* Task goal: Transcribe the stretch of lines from the one containing "Note to the class: locate the stadium stand" through the one containing "<point>110,253</point>", copying each line exactly.

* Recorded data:
^^^^^^^^^^^^^^^^

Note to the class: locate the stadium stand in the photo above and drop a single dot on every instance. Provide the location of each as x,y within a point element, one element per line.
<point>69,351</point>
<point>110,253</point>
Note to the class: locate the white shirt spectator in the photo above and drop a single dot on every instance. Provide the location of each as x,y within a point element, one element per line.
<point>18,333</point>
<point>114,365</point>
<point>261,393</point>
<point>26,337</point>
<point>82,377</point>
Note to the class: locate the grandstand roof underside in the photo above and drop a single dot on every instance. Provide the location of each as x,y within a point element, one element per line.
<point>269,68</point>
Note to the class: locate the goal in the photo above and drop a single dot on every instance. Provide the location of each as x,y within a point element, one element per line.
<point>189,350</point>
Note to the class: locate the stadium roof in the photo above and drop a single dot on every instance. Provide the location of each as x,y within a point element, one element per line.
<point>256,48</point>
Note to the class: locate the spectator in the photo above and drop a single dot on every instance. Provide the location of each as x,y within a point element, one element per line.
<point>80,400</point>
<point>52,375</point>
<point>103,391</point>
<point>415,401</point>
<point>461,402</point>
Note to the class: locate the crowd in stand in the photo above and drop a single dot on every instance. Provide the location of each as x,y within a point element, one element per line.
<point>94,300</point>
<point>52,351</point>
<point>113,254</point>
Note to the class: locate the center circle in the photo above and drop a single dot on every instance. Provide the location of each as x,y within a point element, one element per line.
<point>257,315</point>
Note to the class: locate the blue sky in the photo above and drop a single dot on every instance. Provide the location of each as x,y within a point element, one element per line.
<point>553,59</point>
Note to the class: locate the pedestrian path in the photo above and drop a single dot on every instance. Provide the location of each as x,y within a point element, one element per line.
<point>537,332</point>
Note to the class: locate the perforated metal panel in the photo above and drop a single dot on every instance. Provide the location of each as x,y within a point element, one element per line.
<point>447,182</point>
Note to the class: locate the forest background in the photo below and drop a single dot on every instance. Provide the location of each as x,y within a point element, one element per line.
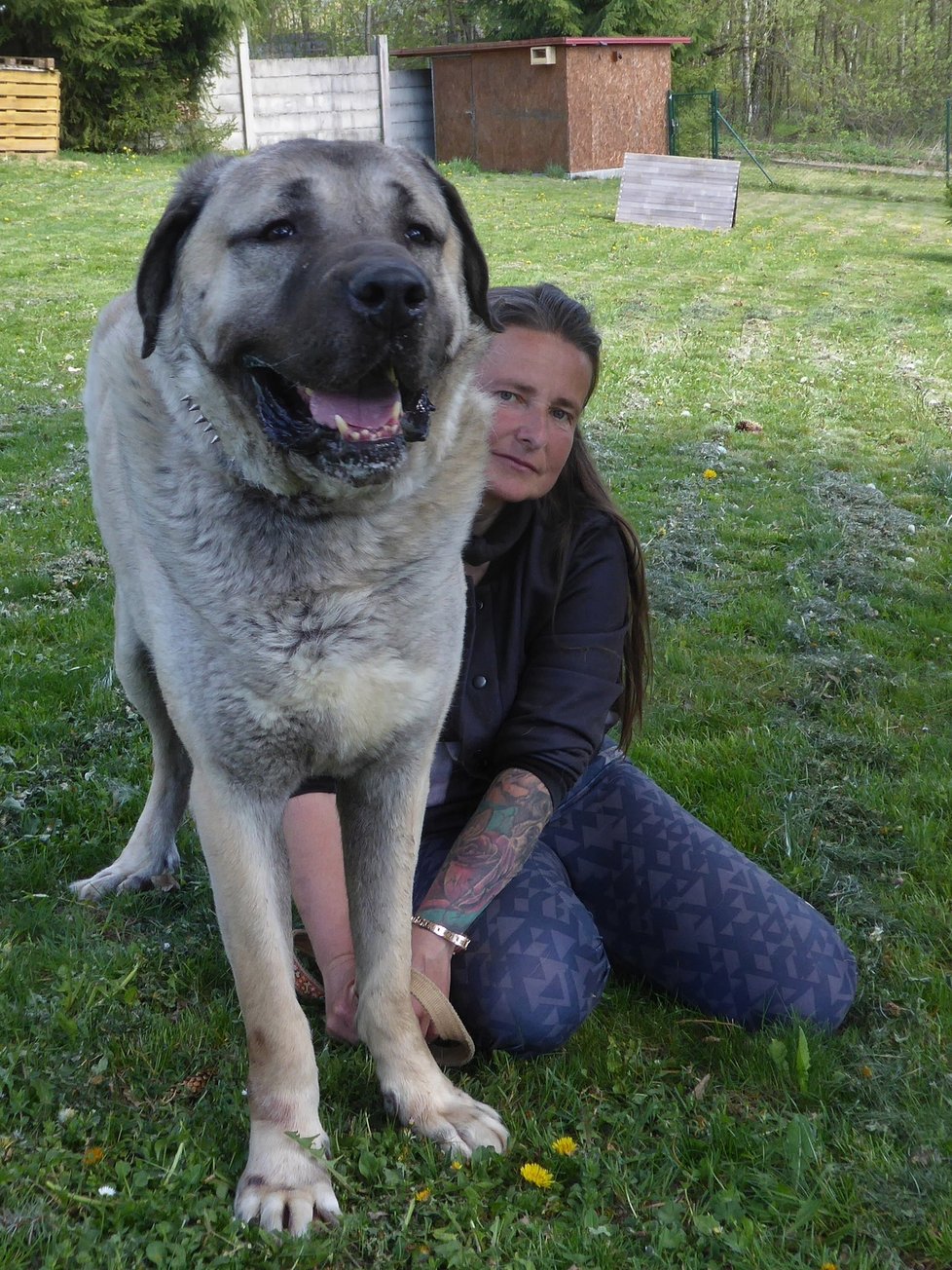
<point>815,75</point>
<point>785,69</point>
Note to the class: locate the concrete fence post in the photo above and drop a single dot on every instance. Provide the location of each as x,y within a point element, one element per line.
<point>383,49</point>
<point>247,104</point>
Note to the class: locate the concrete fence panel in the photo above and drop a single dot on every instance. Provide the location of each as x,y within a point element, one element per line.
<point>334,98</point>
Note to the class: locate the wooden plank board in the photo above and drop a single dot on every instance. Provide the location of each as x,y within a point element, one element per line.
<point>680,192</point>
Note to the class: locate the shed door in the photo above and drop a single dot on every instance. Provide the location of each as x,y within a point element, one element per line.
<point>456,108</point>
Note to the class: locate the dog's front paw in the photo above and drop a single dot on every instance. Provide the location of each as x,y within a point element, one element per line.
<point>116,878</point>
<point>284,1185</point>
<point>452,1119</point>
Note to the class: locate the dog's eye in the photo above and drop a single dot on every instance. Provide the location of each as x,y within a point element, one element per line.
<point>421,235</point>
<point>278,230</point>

^^^^^^^^^^^^^^^^

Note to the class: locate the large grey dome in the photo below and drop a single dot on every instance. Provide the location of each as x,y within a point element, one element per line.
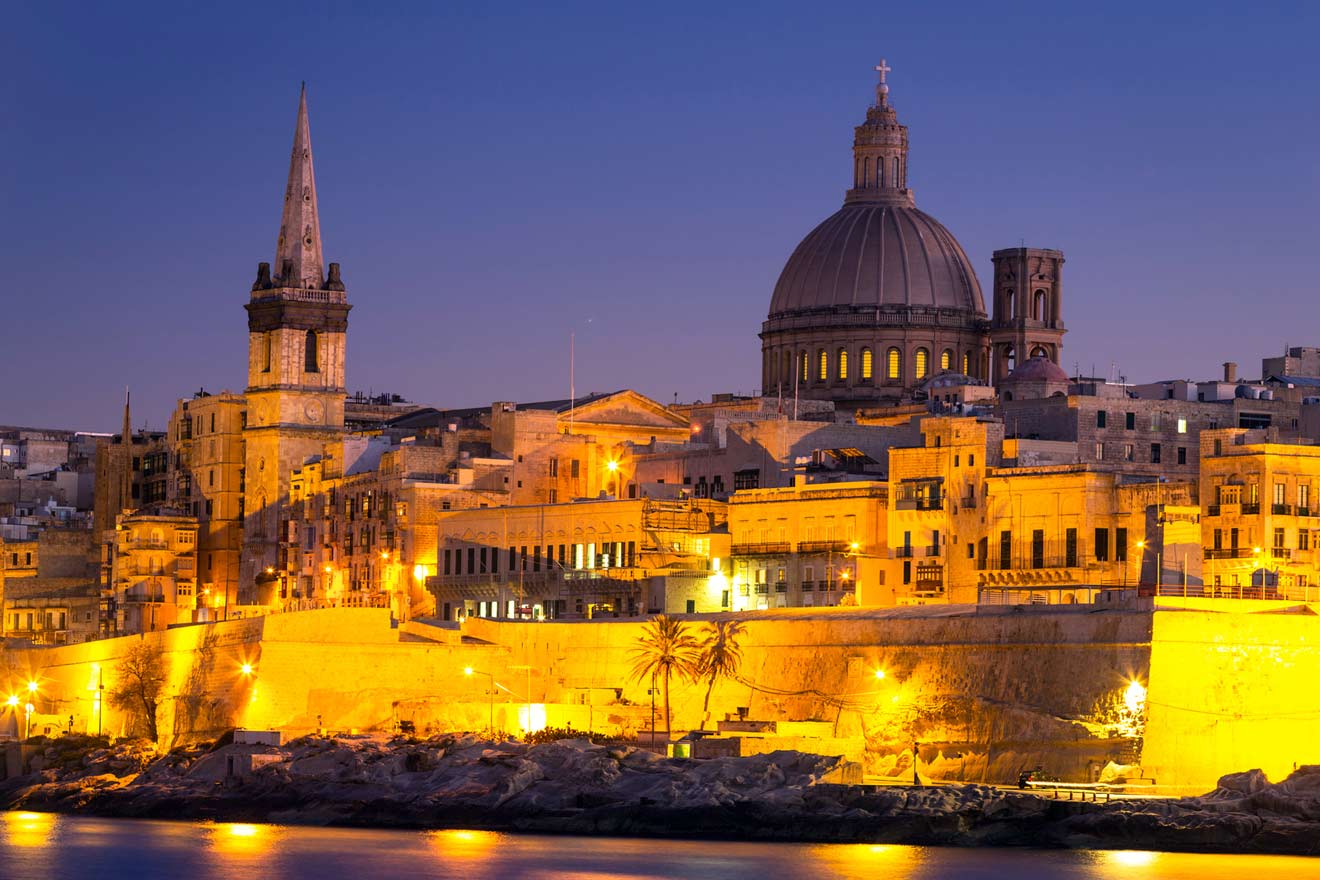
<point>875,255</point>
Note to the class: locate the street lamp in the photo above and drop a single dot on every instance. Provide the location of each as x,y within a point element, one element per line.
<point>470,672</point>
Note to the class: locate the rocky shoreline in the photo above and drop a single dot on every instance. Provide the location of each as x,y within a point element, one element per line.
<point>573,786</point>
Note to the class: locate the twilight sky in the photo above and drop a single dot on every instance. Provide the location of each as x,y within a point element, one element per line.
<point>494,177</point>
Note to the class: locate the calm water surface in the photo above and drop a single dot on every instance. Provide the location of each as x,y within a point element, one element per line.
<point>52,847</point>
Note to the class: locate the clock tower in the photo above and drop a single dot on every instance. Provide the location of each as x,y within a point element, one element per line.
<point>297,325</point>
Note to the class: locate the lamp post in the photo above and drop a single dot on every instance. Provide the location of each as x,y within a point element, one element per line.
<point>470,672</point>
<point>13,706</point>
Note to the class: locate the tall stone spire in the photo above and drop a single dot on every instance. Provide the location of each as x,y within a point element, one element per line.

^^^^^^^^^^^^^^^^

* Solution:
Note to the class: locate the stadium stand in the photo above and drop a single dot on every instance. Provide the location of each as x,y within a point element, one element per line.
<point>69,351</point>
<point>110,253</point>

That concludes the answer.